What the exercise asks :: If a line in the records below contains "photo", copy that line.

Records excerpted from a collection
------------------------

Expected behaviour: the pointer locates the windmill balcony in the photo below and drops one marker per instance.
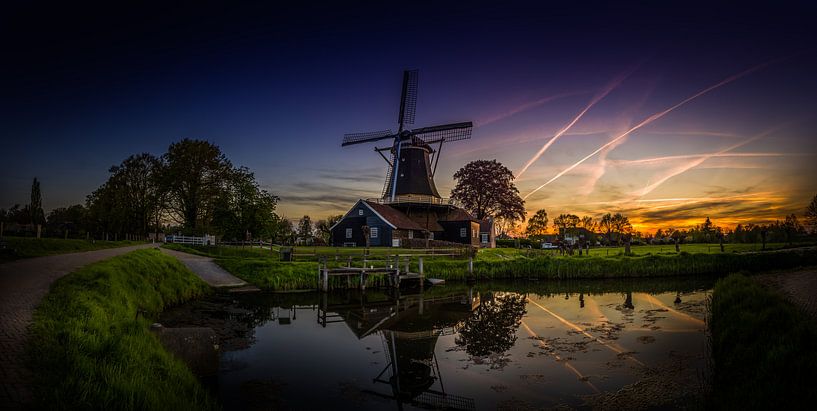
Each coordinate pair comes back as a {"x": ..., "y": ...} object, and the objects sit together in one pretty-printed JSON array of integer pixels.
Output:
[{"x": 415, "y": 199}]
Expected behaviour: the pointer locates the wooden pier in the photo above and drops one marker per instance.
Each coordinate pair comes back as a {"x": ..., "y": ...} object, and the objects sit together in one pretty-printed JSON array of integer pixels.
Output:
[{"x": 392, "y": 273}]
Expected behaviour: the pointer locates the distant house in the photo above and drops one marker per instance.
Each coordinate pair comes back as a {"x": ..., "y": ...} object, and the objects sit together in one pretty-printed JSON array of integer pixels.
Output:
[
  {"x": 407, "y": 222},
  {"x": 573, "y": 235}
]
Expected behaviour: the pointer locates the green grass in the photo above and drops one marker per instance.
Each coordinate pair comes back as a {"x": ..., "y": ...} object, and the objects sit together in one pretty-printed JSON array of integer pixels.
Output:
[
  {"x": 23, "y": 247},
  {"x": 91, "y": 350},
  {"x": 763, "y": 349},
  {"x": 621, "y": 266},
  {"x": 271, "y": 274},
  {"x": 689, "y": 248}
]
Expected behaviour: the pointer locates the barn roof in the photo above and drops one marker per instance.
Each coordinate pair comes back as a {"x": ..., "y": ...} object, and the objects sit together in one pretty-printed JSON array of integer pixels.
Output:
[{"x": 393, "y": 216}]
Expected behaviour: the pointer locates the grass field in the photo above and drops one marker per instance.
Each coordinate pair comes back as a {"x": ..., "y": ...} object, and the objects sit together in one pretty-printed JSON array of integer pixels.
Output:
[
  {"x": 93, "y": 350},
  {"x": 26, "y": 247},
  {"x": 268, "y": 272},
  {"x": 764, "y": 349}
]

------------------------

Answer below ::
Expected behaviour: the pointer locates the windmill balcony in the photo below and drops one marker per instance.
Expected behaviour: the pointer locates the wooden pier in the photo above and drops one marker per instance.
Expected behaviour: the pointer locates the distant house in the photo above and drops one marker per instance.
Expected behaviour: the pointer locates the green grass in the photo above and drops one marker per instance.
Expected behaviour: the pointer locates the barn roof in the photo above and drops one marker per instance.
Expected behaviour: the pointer locates the grass field in the photo above and drops one marker per instance.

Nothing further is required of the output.